Set out all of the data below as a numbered list, one line per item, and drop any blank lines.

* DATA PROVIDED
____________
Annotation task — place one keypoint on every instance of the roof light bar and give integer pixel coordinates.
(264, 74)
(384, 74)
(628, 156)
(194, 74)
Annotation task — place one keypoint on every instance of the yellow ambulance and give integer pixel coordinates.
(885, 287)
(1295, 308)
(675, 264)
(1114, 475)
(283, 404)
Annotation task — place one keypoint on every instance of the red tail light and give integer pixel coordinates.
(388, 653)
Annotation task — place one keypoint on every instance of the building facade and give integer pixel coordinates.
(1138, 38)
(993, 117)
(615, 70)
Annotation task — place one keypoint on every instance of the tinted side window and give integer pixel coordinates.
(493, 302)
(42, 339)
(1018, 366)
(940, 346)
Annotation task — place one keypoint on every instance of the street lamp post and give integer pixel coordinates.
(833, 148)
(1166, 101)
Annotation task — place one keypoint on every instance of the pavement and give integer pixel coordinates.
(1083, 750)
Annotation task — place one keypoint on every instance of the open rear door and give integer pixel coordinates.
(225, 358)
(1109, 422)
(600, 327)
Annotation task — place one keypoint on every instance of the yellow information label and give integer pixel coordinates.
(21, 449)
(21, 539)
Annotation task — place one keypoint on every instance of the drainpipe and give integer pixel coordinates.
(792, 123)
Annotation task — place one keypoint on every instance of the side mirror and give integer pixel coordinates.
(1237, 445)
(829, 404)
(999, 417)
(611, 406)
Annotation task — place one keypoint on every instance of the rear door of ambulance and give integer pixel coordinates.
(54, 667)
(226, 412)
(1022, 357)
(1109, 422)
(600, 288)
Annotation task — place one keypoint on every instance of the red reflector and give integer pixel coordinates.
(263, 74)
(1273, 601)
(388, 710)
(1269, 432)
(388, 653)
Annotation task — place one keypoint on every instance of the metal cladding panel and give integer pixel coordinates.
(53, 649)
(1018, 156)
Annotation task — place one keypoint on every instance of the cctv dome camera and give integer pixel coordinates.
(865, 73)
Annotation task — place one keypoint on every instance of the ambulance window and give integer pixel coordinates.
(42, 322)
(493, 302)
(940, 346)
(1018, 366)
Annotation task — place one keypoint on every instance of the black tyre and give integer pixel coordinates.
____________
* SOLUTION
1. Annotation task — place one keypoint on every instance of the roof light bar and give integer pixel coordinates.
2. (264, 74)
3. (384, 74)
4. (628, 156)
5. (194, 74)
6. Annotation task — place one keypoint on every instance of the yellow ambulance and give integer pixel coordinates.
7. (885, 287)
8. (1295, 308)
9. (675, 264)
10. (1114, 475)
11. (283, 404)
12. Annotation task — place one keypoint on every instance of the red tail light and give integer pixel coordinates.
13. (388, 653)
14. Annotation task — place one keypoint on every instance of the building facade and give integer pixel coordinates.
15. (1138, 38)
16. (993, 117)
17. (615, 70)
18. Annotation task — place one keypoint on every instance of the tinted side window and give integer pixel coordinates.
19. (493, 302)
20. (42, 339)
21. (1018, 366)
22. (940, 346)
23. Annotation task — place one keypoint on every instance of the street lamp post and give integer pixel coordinates.
24. (833, 148)
25. (1166, 101)
26. Annotation task — place one keypoint on every instance of the pavement and give integer pixel coordinates.
27. (1083, 750)
28. Annotation task — place one keypoint on every instance of the open rear door and give integer pixel coordinates.
29. (225, 358)
30. (1109, 422)
31. (600, 327)
32. Annotation task — place one keypoint on every instance of the yellow information label and give integer pixel coordinates.
33. (21, 449)
34. (21, 539)
35. Annotation task — place one keypoint on every instance of the drainpipe and give integer pixel coordinates.
36. (792, 123)
37. Annotation task — place one keypoint on every instance of the side mirror and give integer pixel coordinates.
38. (1237, 445)
39. (829, 404)
40. (999, 417)
41. (611, 406)
42. Annotation task — place one keypoint on every instance of the rear door of ambulance and give integer pixel coordinates.
43. (54, 667)
44. (226, 412)
45. (1022, 357)
46. (1109, 422)
47. (600, 288)
48. Annotation task — place one keypoint on every instance of the red reflector and give integer pixel coordinates.
49. (263, 74)
50. (1273, 601)
51. (388, 710)
52. (1269, 432)
53. (388, 653)
54. Annotation task — place one keypoint on every instance of the metal cladding panel and give integer pixel coordinates.
55. (53, 649)
56. (1018, 156)
57. Annotation task — place one keypoint on every instance of the cctv dome camera and give integer pixel coordinates.
58. (865, 73)
59. Annotation task — place one keypoint on every instance of the ambulance window and give integer pixel coordinates.
60. (42, 322)
61. (493, 302)
62. (940, 346)
63. (1018, 366)
64. Annotation task — place one keypoint on every instance of the black tyre and give integer pixel coordinates.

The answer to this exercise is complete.